═════ The input
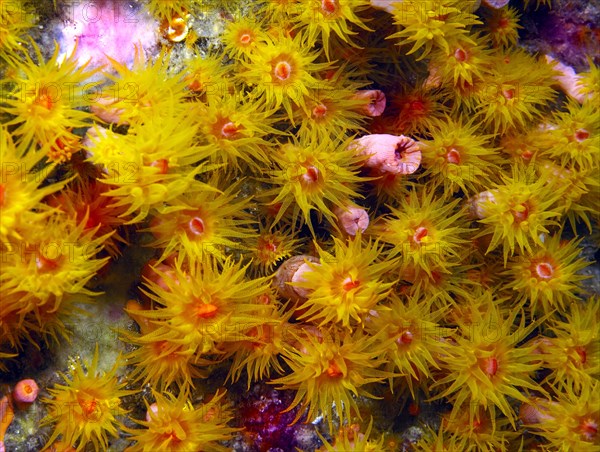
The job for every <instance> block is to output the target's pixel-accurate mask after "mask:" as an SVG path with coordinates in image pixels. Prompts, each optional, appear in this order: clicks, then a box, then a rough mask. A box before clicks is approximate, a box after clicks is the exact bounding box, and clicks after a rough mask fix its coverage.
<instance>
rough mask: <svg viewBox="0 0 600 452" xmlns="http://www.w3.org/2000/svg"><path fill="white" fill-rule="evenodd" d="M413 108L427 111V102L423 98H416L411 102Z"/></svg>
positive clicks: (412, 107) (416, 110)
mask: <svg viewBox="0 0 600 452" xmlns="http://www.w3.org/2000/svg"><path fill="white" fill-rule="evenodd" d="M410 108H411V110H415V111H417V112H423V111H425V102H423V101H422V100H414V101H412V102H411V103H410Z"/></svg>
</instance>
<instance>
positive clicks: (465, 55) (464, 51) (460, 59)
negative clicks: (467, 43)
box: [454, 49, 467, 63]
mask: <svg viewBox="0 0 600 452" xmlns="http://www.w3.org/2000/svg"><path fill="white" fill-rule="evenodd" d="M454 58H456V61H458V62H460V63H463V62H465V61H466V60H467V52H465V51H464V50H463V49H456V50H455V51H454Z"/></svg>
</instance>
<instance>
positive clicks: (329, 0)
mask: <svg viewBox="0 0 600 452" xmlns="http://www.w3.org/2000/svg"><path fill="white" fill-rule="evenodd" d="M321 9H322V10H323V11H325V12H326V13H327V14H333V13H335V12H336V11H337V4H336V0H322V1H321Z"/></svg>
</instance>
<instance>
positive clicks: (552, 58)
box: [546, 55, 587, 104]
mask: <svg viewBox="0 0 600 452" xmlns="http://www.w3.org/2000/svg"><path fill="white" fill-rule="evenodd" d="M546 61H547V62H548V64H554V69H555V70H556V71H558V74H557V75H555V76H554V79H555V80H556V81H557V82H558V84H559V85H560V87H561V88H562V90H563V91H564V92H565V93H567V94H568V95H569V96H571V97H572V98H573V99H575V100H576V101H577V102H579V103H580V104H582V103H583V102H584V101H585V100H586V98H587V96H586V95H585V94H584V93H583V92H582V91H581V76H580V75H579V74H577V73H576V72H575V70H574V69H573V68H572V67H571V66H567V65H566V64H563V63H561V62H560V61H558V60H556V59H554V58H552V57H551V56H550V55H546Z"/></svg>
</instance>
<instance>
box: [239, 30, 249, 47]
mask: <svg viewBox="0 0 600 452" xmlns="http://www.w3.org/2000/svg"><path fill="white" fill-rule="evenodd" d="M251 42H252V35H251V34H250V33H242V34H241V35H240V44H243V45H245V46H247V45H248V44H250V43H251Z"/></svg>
══════════
═════ The input
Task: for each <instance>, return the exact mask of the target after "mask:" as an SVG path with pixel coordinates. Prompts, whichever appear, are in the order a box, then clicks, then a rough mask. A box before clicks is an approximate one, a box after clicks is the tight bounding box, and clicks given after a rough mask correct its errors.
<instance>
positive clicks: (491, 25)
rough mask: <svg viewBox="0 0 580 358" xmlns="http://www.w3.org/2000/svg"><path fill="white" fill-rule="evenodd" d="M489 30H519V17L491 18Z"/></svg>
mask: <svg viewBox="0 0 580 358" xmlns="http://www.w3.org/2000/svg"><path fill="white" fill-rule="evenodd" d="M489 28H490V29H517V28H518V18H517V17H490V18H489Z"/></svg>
══════════
Task goal: Line count for "then": say how many lines of the entries above include that word, and give only the number.

Exercise answer: 2